(Activity)
What is needed is an exact copy of every entry below.

Top of Dataset entries

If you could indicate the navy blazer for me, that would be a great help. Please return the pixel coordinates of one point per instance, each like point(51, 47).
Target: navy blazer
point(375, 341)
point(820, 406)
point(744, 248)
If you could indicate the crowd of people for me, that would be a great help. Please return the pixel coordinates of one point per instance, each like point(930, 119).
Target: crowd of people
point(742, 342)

Bottom of Dataset entries

(Answer to the problem)
If you could indicate the navy blazer for me, that would be a great help. Please return the pixel coordinates of one point per instance, each like point(51, 47).
Target: navy blazer
point(375, 341)
point(820, 406)
point(744, 248)
If you could indicate the crowd of people for me, that would be a great help. Please return the pixel coordinates of one point per instance, each like point(930, 119).
Target: crowd of people
point(742, 342)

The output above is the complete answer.